THINGS TO DO —
• A. Answer these questions using the massive MIMO-NOMA text below:
(i) How many bits per sample do the low-resolution ADCs use?
(ii) Which mathematical tool is used to approximate the coarse ADCs as a linear system with extra noise?
(iii) By what does NOMA separate users that share the same radio resources?
• B. Please say whether each statement agrees with the massive MIMO-NOMA text below, and quote the words that decide it:
(i) The study considers a downlink scenario.
(ii) In the spatial sigma–delta architecture, the quantization error from one antenna is fed into the next.
(iii) Within each group, GSIC uses maximum ratio combining or zero-forcing.

Start of SOURCE EXCERPT

Towards energy-efficient massive MIMO-NOMA systems with sigma–delta ADCs and group SIC detection

Why packing more signals into the air matters

Every year we ask our wireless networks to do more: connect more phones, cars, and sensors, deliver higher data rates, and yet consume less energy. Meeting these demands for 5G and 6G requires not only new radio spectrum but also smarter ways of using existing hardware. This paper explores how a cellular base station can listen to many users at once using a very large antenna array and extremely simple, low-power electronics, while still keeping connections fast and reliable.

Many ears listening to many voices

The study focuses on an uplink scenario, where many user devices send data to a single base station. The base station is equipped with a “massive” array of antennas, known as massive MIMO, and uses a signaling method called non-orthogonal multiple access (NOMA). Instead of giving each user its own time or frequency slice, NOMA lets several users share the same radio resources and separates them by differences in received power and smart signal processing. This approach greatly increases how much information can be carried per unit of spectrum, but it also makes the receiver’s job much harder, because signals from different users interfere with each other.

Simple converters with clever noise shaping

A key challenge in massive MIMO is energy consumption: each antenna needs an analog-to-digital converter (ADC) that turns incoming radio waves into digital samples. High-precision ADCs are power-hungry and expensive, especially when there are hundreds of antennas. The paper examines using extremely low-resolution ADCs—only one or two bits per sample—to cut power and cost. On their own, such coarse converters introduce strong distortion. To overcome this, the authors employ a spatial sigma–delta architecture: the quantization error from one antenna is fed, with a controlled phase shift, into the next. This feedback reshapes the distortion so that most of it is pushed into directions where no intended users are located, preserving signal quality in the directions of interest.

Making sense of many overlapping signals

Even with noise-shaped low-resolution converters, the base station must separate many users transmitting at once. The paper studies several types of receivers: simple linear combining, traditional successive interference cancellation (SIC) that decodes users one by one, and a more flexible group SIC (GSIC) that processes small groups of users together. Within each group, a low-complexity combining method (maximum ratio combining or zero-forcing) enhances the desired signals and suppresses interference. The authors develop an analytical framework that uses a mathematical tool called Bussgang decomposition to approximate the behavior of the coarse ADCs as a linear system with extra noise. This lets them derive closed-form formulas for signal-to-interference-plus-noise ratio and spectral efficiency under different wireless channel conditions, including environments with and without a strong line-of-sight path.

End of SOURCE EXCERPT
Start of EXCERPTED RECORDS

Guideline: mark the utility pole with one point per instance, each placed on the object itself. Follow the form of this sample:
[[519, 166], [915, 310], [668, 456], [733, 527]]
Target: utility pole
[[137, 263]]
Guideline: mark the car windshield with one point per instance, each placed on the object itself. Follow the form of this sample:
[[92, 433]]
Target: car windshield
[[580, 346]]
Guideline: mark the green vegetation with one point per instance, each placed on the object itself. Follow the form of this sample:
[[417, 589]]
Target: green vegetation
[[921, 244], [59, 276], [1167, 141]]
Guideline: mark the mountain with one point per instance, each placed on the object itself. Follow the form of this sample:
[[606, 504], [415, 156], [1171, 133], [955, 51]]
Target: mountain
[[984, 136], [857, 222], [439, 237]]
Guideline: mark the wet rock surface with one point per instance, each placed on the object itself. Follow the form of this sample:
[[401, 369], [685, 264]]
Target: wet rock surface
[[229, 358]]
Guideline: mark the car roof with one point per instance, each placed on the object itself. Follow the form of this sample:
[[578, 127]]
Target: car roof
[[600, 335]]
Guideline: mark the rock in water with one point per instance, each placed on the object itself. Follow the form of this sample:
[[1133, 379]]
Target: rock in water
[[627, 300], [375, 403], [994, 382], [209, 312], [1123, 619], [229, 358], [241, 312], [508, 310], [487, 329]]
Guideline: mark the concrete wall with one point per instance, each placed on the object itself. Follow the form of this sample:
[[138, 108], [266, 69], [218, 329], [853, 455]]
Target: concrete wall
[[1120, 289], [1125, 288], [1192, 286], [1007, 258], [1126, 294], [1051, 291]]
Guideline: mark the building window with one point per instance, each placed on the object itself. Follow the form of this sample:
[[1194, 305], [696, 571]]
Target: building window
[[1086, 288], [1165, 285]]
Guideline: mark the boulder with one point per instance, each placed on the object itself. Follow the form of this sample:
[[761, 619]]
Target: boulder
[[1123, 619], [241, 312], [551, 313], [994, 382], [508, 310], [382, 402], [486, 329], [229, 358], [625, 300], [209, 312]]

End of EXCERPTED RECORDS

FINAL ANSWERS —
• A.
(i) Only one or two bits per sample.
(ii) Bussgang decomposition.
(iii) By differences in received power and smart signal processing.

• B.
(i) No: "The study focuses on an uplink scenario, where many user devices send data to a single base station."
(ii) Yes: "the quantization error from one antenna is fed, with a controlled phase shift, into the next."
(iii) Yes: "Within each group, a low-complexity combining method (maximum ratio combining or zero-forcing) enhances the desired signals and suppresses interference."